## Records supplied
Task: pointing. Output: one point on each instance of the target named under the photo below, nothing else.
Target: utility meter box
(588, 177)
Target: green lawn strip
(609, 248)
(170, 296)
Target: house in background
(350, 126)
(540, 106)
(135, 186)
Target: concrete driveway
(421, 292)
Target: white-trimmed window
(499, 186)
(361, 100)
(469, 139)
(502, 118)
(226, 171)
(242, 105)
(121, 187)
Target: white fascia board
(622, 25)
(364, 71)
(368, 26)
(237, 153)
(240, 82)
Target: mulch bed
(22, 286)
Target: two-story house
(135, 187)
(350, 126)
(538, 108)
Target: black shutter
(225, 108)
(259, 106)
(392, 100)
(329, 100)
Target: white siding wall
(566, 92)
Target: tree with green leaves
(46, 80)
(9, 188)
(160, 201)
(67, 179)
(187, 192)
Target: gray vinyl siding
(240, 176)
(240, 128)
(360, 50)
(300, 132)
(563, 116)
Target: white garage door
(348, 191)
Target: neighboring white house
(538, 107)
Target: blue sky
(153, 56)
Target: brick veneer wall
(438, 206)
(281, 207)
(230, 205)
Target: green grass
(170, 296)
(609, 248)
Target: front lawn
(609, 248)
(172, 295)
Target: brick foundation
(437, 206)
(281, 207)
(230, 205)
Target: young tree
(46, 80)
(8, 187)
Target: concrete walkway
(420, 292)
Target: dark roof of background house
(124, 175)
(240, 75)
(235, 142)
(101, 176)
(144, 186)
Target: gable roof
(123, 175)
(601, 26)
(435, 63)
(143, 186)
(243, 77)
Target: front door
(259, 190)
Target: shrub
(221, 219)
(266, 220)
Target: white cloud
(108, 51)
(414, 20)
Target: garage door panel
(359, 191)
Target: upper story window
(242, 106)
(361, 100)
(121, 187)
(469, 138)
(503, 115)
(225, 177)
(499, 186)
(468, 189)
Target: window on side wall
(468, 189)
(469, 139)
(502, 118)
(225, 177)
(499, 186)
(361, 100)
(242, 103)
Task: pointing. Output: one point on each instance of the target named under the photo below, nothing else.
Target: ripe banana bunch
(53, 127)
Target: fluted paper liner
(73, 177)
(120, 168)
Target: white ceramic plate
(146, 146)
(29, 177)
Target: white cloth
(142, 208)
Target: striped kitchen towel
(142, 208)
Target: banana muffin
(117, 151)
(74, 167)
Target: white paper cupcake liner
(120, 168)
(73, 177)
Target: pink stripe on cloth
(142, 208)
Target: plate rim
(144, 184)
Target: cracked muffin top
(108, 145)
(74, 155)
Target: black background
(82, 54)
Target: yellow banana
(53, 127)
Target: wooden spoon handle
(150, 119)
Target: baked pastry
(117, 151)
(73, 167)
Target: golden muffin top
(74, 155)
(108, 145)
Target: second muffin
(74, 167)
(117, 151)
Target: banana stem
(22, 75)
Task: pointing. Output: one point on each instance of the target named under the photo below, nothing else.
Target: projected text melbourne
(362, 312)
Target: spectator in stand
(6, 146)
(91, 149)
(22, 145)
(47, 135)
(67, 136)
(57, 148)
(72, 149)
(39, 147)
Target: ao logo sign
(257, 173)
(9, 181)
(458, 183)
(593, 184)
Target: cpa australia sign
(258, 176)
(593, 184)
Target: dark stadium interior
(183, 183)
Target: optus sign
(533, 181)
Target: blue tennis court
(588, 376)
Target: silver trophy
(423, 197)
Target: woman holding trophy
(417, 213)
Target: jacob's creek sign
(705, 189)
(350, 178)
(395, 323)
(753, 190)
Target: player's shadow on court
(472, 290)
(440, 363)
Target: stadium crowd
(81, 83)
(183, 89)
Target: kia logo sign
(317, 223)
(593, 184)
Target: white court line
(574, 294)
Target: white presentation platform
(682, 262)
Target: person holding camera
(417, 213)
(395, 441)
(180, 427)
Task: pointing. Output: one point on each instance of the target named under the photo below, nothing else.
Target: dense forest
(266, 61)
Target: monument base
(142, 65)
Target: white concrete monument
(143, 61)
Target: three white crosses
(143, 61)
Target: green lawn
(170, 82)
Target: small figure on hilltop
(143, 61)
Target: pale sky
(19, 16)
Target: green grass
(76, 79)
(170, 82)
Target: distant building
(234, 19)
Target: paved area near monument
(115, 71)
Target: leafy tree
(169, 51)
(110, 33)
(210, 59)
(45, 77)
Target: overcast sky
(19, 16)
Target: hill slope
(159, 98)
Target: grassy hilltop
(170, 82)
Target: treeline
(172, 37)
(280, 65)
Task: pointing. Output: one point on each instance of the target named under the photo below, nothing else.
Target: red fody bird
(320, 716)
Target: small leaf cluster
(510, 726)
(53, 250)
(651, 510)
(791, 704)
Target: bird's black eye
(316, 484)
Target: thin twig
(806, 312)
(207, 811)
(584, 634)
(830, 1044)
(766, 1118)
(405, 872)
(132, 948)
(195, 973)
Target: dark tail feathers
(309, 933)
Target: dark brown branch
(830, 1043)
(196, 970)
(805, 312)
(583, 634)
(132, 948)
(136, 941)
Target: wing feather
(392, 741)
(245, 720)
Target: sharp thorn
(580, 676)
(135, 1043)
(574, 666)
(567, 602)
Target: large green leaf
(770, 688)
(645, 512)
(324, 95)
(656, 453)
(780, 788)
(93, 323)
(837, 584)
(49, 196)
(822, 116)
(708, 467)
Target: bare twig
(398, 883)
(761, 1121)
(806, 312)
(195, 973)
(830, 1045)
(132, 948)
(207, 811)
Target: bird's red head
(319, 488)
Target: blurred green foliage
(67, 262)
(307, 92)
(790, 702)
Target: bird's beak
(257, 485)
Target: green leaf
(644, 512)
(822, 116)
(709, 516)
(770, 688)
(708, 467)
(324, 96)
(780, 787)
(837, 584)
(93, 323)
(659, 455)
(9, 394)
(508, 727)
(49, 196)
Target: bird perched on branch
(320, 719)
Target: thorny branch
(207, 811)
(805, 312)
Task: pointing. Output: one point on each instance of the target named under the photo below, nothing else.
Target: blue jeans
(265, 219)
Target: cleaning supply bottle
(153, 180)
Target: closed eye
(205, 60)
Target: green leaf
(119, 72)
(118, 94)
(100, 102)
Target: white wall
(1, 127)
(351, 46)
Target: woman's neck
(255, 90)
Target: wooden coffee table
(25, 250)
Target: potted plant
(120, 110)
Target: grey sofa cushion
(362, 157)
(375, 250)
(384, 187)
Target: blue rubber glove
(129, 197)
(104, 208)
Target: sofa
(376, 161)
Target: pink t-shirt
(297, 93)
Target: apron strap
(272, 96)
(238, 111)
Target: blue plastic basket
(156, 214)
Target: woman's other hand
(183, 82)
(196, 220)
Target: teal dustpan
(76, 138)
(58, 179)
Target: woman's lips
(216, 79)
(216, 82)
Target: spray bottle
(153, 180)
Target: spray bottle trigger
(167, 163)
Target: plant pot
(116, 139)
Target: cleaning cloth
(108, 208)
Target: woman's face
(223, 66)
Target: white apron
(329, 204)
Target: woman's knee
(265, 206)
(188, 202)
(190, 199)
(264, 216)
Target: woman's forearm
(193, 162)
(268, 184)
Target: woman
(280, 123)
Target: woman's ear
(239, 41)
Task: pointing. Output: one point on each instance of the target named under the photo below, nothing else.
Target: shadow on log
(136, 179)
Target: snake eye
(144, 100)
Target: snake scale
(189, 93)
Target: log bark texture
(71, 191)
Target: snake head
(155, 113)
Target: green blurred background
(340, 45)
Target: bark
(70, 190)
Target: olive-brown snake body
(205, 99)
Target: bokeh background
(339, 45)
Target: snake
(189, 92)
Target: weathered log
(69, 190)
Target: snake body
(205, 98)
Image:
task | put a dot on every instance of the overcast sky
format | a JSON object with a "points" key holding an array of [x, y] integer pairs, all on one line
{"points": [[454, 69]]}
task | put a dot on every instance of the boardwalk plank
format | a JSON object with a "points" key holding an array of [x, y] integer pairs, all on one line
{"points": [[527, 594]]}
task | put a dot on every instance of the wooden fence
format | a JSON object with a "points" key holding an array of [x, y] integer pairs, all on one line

## Task requirements
Reproduce exactly the line containing "Target: woman's knee" and every line after it through the end of the records above, and nothing else.

## Result of the exercise
Target: woman's knee
(265, 206)
(188, 202)
(190, 199)
(264, 216)
Target: woman's forearm
(193, 162)
(268, 184)
Target: woman
(280, 123)
Target: woman's ear
(239, 41)
Task: pointing. Output: one point on each instance of the target named under the photo below, nothing else.
Target: shadow on log
(136, 179)
Target: snake eye
(144, 100)
Target: snake scale
(189, 93)
Target: log bark texture
(71, 191)
Target: snake head
(155, 113)
Target: green blurred background
(340, 45)
Target: bark
(70, 190)
Target: olive-brown snake body
(205, 99)
Target: bokeh background
(339, 45)
Target: snake
(189, 92)
Target: weathered log
(69, 190)
Target: snake body
(205, 98)
Image:
task | put a dot on every instance of the overcast sky
format | a JSON object with a "points" key holding an array of [x, y] integer pairs, all on one line
{"points": [[454, 69]]}
task | put a dot on every instance of the boardwalk plank
format | a JSON object with a "points" key holding an array of [x, y] integer pairs, all on one line
{"points": [[527, 594]]}
task | put a dot on every instance of the wooden fence
format | a JSON object with a "points" key holding an array of [x, y] integer pairs, all on one line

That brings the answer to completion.